# [Задание A]
Оформите в виде нумерованного списка строки листинга от его начала до строки с «fill: even-odd» включительно, пропустив пустые строки.

# [Исходный текст]
....
Можно даже сказать, великие.
А тебе повезло с ними?
Мне нет, мне не очень повезло. Не то чтобы повезло… Да мне повезло с тем, что я есть уже. Мне повезло, у меня были некоторые ориентиры, которые как кумиры, можно сказать. Учитель был хороший, он был такой, как сказать, мастер очень был внимателен ко мне, он очень меня любил, и мне это помогло, что меня просто из института не выкинули. Потому что он за меня бился. Я его очень люблю. Владимир Владимирович Иванов.
Вот. Но как человек, который мне может что-то дать, ― нет. Он за мной очень следил и поддерживал все мои работы. Он их не критиковал. Он просто понял, что я такой. Но я ещё делал и школьную программу, которая была замечательная, то есть всё у меня было чики-пуки. Поэтому меня не за что было выгонять.
И там я стал… Я был просто призраком, я там жил, в этом институте, сидел всё время и что-то делал, мастерил какие-то декорации, шил себе костюмы, чтобы выйти в каком-то странном виде. Я выходил в белых лосинах, как гей, с каким-то плащом красным, намазанными глазами, как Игорь Наджиев.
Это этюд какой-то или в какой-то роли?
....
# [Задание B]
Переведите на английский язык предложение из исходного текста: «Он за мной очень следил и поддерживал все мои работы».

# [Сохранённые записи]
....
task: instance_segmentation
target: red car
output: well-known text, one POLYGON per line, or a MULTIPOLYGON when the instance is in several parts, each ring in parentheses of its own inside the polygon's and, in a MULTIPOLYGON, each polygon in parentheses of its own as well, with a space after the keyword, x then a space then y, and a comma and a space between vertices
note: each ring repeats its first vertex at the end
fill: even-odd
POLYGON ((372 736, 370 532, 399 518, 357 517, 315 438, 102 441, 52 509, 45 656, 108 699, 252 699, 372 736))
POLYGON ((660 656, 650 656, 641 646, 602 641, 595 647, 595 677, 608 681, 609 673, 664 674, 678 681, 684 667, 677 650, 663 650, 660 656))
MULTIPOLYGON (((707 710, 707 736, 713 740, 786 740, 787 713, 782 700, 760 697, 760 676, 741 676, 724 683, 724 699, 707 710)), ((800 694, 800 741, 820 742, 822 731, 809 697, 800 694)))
....
# [Решение A]
1. task: instance_segmentation
2. target: red car
3. output: well-known text, one POLYGON per line, or a MULTIPOLYGON when the instance is in several parts, each ring in parentheses of its own inside the polygon's and, in a MULTIPOLYGON, each polygon in parentheses of its own as well, with a space after the keyword, x then a space then y, and a comma and a space between vertices
4. note: each ring repeats its first vertex at the end
5. fill: even-odd

# [Решение B]
He watched over me very closely and supported all my work.